## Instructions to follow
Pull out every line in the entries below that contains the word "arched". Uppercase and lowercase count as different letters.

## Excerpted data
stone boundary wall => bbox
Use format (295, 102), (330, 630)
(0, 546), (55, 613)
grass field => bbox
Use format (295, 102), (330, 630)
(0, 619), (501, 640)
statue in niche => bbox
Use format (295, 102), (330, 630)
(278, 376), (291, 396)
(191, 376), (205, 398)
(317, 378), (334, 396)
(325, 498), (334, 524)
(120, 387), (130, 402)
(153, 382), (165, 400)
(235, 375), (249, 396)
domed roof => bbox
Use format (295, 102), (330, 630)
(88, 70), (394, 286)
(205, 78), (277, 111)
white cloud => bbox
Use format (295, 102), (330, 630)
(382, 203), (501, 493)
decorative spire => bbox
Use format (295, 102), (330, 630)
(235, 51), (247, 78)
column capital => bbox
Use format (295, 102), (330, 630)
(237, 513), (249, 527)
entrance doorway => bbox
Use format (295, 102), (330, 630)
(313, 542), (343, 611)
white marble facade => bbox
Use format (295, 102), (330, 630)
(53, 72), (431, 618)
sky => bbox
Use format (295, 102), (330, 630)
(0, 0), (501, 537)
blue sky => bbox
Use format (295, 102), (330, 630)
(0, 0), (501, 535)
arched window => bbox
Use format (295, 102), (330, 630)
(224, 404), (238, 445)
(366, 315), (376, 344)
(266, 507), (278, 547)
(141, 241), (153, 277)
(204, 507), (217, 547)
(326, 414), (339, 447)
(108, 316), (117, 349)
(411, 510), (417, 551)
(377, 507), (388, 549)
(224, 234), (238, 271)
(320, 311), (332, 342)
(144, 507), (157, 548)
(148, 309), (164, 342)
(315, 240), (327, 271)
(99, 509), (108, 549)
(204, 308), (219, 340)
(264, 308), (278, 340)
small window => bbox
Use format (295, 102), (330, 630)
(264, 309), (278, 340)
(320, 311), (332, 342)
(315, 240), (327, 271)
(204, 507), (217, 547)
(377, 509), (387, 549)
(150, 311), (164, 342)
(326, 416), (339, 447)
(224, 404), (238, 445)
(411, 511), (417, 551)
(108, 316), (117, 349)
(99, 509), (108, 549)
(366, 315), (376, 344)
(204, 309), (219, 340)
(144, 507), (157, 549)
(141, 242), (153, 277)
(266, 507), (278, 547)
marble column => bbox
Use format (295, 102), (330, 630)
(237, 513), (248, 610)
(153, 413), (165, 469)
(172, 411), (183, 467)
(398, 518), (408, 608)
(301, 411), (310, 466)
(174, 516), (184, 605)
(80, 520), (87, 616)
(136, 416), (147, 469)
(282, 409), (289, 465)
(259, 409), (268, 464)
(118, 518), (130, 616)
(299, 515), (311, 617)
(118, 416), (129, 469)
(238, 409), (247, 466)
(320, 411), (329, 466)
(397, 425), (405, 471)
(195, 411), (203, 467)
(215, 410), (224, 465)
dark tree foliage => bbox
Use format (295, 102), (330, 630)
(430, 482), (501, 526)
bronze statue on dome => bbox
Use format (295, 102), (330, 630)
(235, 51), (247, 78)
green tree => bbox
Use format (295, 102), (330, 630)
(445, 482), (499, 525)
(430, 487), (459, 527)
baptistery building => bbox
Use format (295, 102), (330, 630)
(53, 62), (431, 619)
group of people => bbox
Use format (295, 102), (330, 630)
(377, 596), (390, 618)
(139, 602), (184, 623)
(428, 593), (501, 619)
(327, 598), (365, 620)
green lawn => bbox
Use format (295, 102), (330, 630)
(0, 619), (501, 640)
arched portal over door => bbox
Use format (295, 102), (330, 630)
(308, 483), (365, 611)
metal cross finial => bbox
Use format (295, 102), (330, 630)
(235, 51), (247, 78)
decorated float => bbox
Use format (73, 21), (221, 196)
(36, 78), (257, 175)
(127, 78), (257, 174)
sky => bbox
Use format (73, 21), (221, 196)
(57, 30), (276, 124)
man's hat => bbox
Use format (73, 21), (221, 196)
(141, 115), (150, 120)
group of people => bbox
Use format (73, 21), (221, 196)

## Expected answer
arched window => bbox
arched portal over door => bbox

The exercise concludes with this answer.